● **EXERCISE**
Reproduce verbatim the data below from the line containing "Reviewer note: check that every instance of the green inspection" up to and including the line containing "(1021, 448)".

● **Dataset items**
⁂

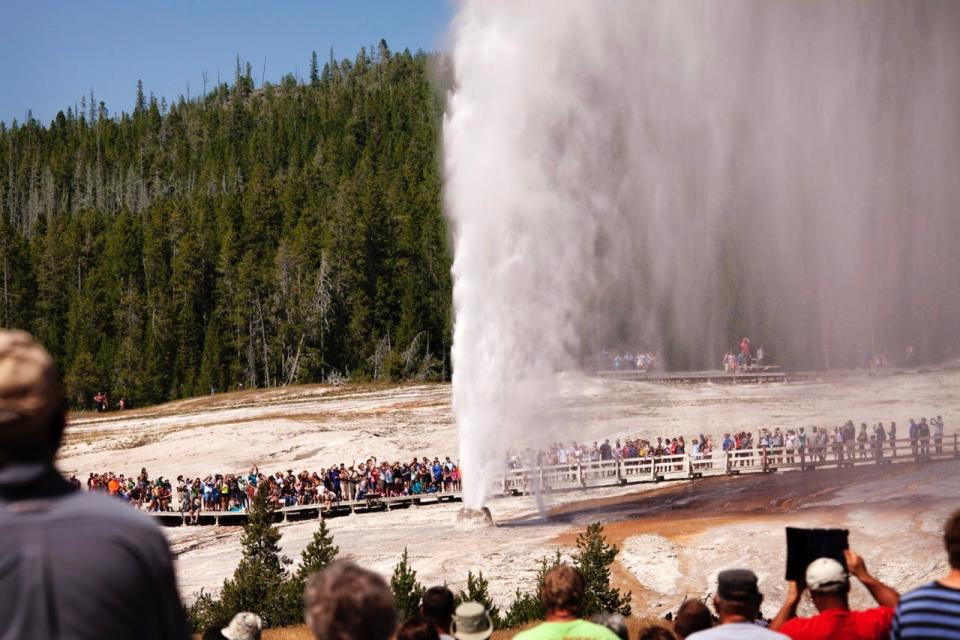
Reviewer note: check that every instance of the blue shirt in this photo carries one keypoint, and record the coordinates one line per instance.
(930, 611)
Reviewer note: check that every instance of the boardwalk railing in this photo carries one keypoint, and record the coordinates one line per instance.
(609, 473)
(310, 511)
(739, 461)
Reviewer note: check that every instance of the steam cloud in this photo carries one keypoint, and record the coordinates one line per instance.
(675, 174)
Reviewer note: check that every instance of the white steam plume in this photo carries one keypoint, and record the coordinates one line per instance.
(673, 174)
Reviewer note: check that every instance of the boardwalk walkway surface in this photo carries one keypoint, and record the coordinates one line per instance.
(610, 473)
(758, 374)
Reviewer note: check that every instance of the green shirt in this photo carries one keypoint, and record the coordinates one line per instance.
(570, 630)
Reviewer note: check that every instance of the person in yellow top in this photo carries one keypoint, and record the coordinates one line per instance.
(562, 595)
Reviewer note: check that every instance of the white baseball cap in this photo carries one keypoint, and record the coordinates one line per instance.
(826, 574)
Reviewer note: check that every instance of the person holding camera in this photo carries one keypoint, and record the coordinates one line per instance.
(829, 586)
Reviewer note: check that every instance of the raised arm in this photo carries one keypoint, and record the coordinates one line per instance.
(789, 608)
(884, 595)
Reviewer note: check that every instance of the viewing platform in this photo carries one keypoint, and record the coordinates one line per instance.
(752, 375)
(610, 473)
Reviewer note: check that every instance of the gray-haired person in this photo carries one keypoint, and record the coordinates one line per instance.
(75, 565)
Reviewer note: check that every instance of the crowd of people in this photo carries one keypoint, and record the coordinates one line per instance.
(844, 441)
(61, 545)
(736, 361)
(629, 360)
(234, 492)
(364, 609)
(101, 402)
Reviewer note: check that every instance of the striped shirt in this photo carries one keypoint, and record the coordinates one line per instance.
(930, 611)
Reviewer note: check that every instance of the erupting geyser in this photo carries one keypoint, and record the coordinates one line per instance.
(674, 174)
(475, 517)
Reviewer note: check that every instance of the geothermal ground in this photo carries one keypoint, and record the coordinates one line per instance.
(675, 537)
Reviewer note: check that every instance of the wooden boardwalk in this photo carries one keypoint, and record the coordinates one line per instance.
(611, 473)
(759, 375)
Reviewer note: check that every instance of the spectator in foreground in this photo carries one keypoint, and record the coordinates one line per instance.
(472, 622)
(346, 601)
(933, 610)
(436, 607)
(417, 628)
(692, 616)
(656, 632)
(63, 575)
(829, 588)
(737, 602)
(615, 622)
(562, 595)
(244, 626)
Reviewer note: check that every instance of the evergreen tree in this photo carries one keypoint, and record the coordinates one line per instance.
(407, 591)
(319, 553)
(593, 559)
(314, 70)
(527, 606)
(478, 590)
(257, 584)
(257, 237)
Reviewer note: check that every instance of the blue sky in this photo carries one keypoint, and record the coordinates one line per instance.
(54, 52)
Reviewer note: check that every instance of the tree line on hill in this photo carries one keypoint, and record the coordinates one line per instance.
(251, 236)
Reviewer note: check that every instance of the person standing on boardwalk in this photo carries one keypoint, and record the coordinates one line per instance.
(75, 564)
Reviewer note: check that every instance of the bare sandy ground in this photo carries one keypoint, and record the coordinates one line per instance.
(670, 549)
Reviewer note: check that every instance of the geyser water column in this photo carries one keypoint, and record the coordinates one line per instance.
(525, 191)
(675, 174)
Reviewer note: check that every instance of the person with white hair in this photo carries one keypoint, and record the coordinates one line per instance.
(75, 564)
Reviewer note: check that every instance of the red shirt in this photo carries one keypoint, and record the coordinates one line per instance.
(870, 624)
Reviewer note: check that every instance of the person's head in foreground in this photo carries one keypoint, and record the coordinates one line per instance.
(62, 543)
(436, 606)
(935, 606)
(737, 602)
(418, 628)
(692, 616)
(244, 626)
(656, 632)
(829, 585)
(615, 622)
(738, 598)
(347, 602)
(32, 411)
(471, 622)
(562, 595)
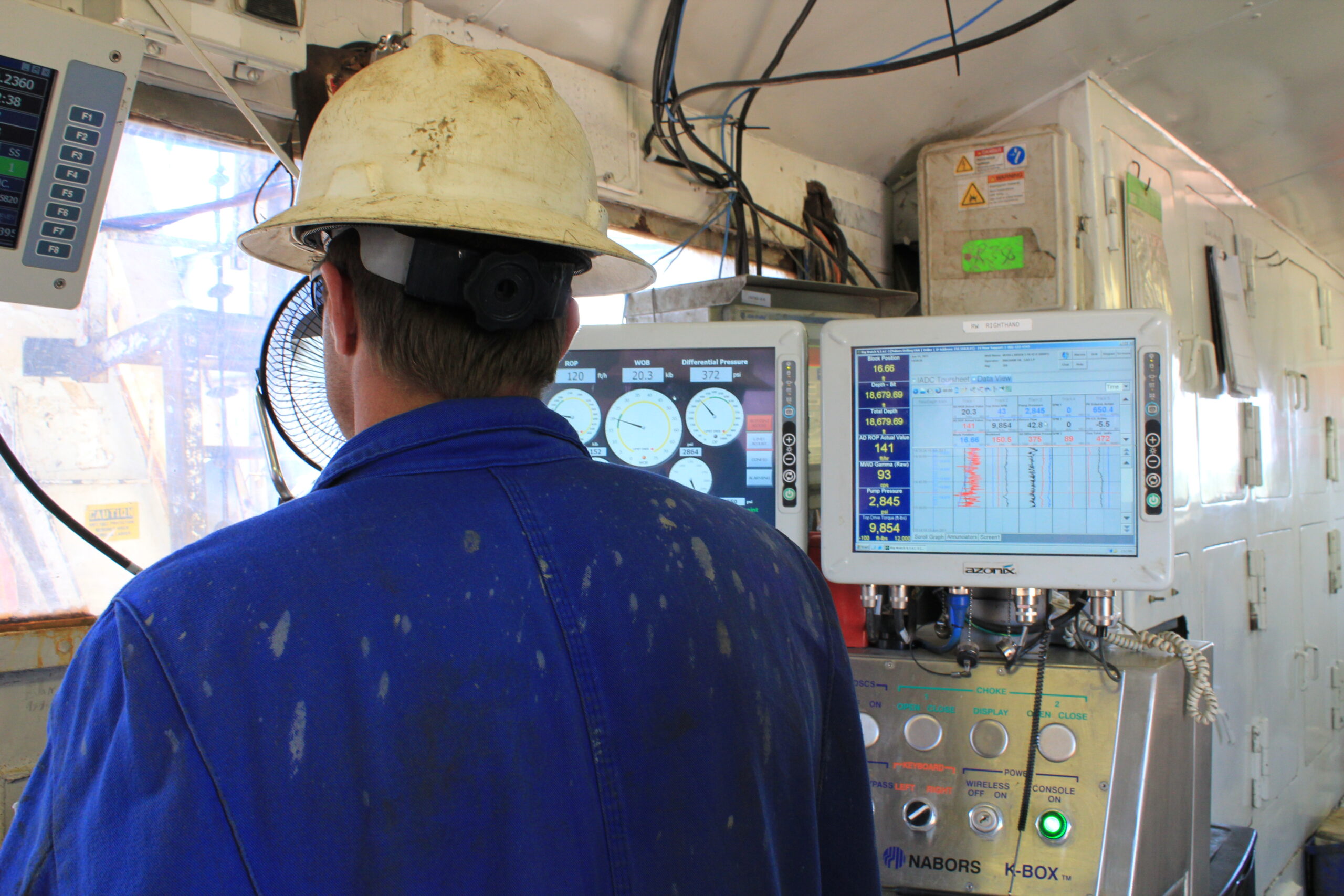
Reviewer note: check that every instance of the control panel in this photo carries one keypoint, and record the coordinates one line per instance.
(65, 92)
(948, 766)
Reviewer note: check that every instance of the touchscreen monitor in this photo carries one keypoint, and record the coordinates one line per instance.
(976, 450)
(711, 406)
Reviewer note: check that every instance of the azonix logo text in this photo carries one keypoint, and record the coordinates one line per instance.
(1004, 570)
(894, 858)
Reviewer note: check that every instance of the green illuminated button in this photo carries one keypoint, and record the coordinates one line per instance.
(1053, 825)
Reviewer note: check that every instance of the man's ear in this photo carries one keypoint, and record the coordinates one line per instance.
(572, 324)
(340, 318)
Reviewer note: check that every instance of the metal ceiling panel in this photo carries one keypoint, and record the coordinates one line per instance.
(1253, 87)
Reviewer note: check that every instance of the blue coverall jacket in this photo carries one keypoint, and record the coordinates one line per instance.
(471, 661)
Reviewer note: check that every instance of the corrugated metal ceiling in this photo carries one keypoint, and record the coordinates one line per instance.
(1257, 88)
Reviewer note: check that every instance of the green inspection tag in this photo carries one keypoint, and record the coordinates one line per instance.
(982, 256)
(1143, 196)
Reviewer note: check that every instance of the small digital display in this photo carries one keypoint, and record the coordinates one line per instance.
(658, 410)
(25, 96)
(1021, 448)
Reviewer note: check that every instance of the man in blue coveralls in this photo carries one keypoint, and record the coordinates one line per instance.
(472, 660)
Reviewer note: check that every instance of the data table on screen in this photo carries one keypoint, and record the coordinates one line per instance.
(992, 449)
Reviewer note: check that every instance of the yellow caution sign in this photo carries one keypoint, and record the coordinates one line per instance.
(972, 198)
(114, 522)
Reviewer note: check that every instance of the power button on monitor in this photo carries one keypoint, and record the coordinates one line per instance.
(1152, 422)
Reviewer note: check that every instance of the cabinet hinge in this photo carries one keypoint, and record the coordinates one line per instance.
(1252, 471)
(1257, 590)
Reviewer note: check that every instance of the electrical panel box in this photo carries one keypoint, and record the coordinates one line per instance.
(65, 92)
(999, 224)
(1120, 770)
(250, 34)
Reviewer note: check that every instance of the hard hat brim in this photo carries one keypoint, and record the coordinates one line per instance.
(615, 268)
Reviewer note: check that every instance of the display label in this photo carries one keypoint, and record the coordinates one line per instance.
(998, 449)
(25, 96)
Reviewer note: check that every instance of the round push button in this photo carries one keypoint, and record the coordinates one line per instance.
(1057, 743)
(924, 733)
(988, 738)
(872, 731)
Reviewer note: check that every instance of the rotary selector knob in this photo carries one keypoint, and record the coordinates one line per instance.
(920, 816)
(924, 733)
(1057, 742)
(985, 820)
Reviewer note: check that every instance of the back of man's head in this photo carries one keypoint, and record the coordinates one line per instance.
(441, 350)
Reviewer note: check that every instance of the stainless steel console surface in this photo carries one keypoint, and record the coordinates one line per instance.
(1120, 797)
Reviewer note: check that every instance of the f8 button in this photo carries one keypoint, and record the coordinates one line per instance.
(1057, 743)
(924, 733)
(988, 739)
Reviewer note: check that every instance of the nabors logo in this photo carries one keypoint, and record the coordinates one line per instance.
(1000, 570)
(894, 858)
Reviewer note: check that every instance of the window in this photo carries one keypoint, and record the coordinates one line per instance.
(136, 412)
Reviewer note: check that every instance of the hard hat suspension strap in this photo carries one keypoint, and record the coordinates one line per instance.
(506, 284)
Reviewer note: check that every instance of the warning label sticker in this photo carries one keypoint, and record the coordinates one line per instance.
(1004, 188)
(1009, 188)
(992, 160)
(973, 198)
(114, 522)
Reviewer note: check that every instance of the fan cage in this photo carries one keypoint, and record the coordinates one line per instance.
(293, 381)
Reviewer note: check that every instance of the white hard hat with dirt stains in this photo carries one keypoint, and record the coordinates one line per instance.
(457, 139)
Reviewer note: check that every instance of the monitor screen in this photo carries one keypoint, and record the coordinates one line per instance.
(25, 94)
(1004, 449)
(704, 417)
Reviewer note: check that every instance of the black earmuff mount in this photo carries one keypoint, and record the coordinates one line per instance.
(502, 289)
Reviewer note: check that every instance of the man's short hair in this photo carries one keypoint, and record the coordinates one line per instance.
(441, 350)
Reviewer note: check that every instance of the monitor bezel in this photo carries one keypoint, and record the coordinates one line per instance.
(788, 339)
(1150, 570)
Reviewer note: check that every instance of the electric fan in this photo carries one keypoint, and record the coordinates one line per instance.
(291, 379)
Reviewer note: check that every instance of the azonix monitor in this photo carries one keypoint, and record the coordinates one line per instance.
(717, 407)
(998, 452)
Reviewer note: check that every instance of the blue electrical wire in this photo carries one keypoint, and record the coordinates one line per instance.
(965, 25)
(940, 38)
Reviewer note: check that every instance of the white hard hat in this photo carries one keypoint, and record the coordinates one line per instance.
(455, 139)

⁂

● **SOLUTION TO THIS PROBLEM**
Reviewer note: check that every instance of the green inspection tag in this photo carries one keypoint, and record the coordinates one line per instance.
(982, 256)
(1143, 196)
Reviewer note: check that every instance of the small digital display in this photo carries one keypoint, and record the coordinates one line per instance.
(658, 410)
(25, 96)
(1021, 448)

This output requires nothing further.